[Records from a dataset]
########################################

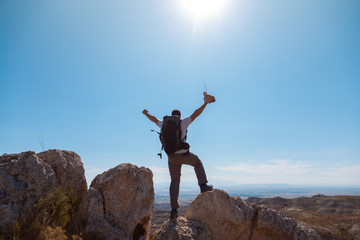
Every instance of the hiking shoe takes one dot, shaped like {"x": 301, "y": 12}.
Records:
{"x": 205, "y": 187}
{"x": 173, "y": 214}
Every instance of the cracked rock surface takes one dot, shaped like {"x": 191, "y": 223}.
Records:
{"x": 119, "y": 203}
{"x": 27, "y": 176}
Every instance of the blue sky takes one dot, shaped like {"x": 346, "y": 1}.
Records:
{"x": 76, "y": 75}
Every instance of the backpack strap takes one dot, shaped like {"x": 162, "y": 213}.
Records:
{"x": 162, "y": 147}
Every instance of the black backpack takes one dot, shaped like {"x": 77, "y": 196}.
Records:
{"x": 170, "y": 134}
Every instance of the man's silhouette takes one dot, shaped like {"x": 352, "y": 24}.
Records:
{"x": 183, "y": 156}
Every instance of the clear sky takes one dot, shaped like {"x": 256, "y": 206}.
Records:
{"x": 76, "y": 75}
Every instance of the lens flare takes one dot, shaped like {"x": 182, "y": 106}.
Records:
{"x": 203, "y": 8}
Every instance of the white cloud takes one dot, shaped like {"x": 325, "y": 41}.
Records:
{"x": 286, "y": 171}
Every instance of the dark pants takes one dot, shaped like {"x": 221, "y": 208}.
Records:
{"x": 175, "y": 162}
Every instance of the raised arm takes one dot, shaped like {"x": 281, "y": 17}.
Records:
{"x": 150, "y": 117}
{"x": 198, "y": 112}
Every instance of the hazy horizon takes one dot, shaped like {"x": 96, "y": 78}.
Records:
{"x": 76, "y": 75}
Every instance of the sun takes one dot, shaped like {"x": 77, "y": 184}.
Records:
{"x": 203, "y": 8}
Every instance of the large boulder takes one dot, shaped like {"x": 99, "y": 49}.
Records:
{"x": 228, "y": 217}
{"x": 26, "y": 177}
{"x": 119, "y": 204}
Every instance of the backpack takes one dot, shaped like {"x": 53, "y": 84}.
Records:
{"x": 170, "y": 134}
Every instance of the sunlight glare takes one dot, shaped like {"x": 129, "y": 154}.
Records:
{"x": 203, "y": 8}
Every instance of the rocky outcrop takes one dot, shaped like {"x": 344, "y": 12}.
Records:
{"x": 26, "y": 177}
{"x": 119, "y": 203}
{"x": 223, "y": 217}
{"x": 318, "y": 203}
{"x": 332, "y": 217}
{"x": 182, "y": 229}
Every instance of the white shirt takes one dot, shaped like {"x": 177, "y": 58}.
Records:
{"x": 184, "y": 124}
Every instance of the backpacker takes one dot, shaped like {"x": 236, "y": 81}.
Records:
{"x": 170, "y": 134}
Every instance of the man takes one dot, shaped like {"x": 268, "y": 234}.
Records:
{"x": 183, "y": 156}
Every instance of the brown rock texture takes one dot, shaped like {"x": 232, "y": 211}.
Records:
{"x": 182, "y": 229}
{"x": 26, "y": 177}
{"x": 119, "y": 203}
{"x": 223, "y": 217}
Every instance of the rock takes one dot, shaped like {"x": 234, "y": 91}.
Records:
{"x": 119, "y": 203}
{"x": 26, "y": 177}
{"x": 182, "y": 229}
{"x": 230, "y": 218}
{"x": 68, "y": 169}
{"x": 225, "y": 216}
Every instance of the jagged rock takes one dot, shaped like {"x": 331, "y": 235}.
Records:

########################################

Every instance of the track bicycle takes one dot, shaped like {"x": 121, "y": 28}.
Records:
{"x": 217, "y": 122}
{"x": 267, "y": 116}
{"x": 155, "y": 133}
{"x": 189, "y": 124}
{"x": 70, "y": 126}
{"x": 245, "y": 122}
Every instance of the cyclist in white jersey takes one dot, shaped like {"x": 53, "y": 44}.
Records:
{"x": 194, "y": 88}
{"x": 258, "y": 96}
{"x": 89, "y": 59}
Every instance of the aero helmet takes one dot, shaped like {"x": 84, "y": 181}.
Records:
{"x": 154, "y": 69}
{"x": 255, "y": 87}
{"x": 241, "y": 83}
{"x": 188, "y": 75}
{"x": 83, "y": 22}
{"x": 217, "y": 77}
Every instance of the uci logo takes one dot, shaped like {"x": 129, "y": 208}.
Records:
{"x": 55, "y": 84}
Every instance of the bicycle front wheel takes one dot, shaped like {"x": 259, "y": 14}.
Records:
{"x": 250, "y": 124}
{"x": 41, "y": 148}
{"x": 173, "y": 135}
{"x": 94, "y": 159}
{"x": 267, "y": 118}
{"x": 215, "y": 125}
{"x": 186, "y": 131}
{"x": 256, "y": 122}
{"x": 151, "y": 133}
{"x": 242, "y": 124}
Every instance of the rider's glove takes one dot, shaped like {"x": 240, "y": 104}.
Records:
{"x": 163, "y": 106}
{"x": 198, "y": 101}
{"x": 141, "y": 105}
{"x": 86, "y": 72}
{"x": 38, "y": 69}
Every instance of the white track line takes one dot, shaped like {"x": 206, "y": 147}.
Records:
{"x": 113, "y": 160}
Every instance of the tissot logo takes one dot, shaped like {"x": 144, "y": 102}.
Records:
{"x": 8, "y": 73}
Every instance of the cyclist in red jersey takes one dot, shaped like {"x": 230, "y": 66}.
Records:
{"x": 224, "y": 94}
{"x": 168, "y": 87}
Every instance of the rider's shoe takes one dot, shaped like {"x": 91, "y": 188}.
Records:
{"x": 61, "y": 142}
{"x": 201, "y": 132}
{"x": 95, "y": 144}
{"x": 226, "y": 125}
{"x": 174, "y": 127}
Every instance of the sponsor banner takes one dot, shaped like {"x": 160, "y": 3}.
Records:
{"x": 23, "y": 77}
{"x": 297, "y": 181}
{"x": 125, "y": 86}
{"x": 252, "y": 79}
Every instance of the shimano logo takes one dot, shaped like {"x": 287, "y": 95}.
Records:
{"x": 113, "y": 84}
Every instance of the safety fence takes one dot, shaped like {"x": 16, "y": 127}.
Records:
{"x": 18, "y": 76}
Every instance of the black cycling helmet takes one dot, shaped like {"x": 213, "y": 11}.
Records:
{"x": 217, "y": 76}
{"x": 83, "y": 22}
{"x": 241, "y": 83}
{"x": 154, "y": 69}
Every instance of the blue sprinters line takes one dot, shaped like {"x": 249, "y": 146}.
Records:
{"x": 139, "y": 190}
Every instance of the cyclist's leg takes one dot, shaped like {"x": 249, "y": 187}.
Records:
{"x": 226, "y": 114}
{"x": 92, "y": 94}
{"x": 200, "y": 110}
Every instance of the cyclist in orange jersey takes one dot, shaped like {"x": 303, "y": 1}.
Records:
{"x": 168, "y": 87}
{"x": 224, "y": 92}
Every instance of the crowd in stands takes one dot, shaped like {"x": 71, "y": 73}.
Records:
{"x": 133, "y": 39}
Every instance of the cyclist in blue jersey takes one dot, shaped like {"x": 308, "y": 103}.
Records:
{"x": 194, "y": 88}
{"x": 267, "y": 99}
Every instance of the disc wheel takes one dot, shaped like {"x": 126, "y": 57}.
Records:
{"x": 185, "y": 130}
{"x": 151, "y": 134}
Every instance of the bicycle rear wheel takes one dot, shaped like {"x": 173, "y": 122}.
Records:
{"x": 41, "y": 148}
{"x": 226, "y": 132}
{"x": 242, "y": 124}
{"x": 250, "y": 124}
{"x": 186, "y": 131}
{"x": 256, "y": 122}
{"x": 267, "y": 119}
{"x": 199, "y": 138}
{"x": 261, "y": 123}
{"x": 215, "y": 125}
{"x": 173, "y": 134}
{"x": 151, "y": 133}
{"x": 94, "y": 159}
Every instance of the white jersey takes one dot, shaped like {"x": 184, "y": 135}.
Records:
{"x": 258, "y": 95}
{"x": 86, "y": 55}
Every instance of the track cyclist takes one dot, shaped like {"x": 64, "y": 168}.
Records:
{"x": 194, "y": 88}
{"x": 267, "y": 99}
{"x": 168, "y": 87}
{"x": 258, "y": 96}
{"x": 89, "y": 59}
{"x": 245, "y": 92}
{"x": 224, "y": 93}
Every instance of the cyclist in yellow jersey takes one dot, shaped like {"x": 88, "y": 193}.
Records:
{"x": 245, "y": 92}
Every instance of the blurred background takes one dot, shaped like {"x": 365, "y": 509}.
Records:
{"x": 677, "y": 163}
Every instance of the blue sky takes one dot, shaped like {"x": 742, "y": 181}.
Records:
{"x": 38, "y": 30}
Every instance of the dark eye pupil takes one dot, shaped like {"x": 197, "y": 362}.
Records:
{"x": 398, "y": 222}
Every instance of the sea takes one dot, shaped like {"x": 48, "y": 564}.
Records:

########################################

(INSTRUCTIONS FOR THE TASK): Return, unchanged, the run of lines above that opens with the line containing "Every instance of the disc" and closes with the line containing "Every instance of the bicycle rear". Include both.

(REPLY):
Every instance of the disc wheel takes one dot, shaped like {"x": 126, "y": 57}.
Records:
{"x": 185, "y": 130}
{"x": 151, "y": 134}
Every instance of the bicycle rear wheel takes one dot, shaped like {"x": 173, "y": 122}.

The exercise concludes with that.